En matière d’Optam, c’est un amendement venant du groupe Ensemble (2011) qui pourrait être conservé par le gouvernement. Les députés y proposent la révision des conditions d’adhésion à l’Optam tout en faisant en sorte de limiter les dérives tarifaires des professionnels adhérents de secteur 2.
Enfin, deux amendements du gouvernement et Ensemble (2232 et 2318) actent la suppression du ticket modérateur pour tous les patients pris en charge dans les CSMSS. Les Ocam n’auront donc plus à participer aux soins concernés.
Les 5 thèmes dont les amendements ne seront probablement pas conservés dans le PLFSS par le gouvernement
Au-delà des amendements vus précédemment, de nombreuses autres modifications adoptées par les députés sur le PLFSS 2025 ne devraient pas être gardées par le gouvernement. Mais le doute reste permis et il est utile de les connaître.

» **Entrées fournies**:
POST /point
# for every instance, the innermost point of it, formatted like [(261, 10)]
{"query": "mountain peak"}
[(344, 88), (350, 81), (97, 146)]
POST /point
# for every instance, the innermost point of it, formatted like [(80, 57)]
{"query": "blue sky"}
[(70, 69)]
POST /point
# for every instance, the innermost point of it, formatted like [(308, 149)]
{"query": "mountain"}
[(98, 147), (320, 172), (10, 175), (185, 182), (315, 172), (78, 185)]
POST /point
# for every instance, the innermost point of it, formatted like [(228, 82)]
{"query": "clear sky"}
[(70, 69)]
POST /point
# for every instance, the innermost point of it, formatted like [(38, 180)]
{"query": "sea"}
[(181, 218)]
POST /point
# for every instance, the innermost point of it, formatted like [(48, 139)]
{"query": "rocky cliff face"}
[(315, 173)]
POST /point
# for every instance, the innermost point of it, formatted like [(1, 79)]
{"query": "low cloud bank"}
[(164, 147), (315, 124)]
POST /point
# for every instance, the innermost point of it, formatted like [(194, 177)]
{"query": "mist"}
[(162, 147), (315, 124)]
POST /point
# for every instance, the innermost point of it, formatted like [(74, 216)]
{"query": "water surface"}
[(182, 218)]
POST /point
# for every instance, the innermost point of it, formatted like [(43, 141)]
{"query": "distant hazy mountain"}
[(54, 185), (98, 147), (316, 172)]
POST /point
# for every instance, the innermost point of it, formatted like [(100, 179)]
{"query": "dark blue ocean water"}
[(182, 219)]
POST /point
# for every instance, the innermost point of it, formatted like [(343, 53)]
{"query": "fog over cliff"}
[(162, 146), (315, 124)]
---
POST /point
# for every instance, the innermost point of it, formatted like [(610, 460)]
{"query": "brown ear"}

» **Série d'exercices**:
a) D'après le texte, quels amendements actent la suppression du ticket modérateur pour tous les patients pris en charge dans les CSMSS ?
b) Pour chacune des affirmations suivantes, dites si elle concorde avec le texte en répondant par oui ou non, puis citez les mots du texte qui tranchent. (i) L'amendement 2011 vient du groupe Ensemble. (ii) Les Ocam continueront de participer aux soins concernés dans les CSMSS. (iii) Toutes les modifications adoptées par les députés sur le PLFSS 2025 devraient être gardées par le gouvernement.

» **Corrigé**:
a) Les amendements 2232 et 2318, du gouvernement et d'Ensemble.

b)
(i) Oui : « un amendement venant du groupe Ensemble (2011) ».
(ii) Non : « Les Ocam n’auront donc plus à participer aux soins concernés. »
(iii) Non : « de nombreuses autres modifications adoptées par les députés sur le PLFSS 2025 ne devraient pas être gardées par le gouvernement ».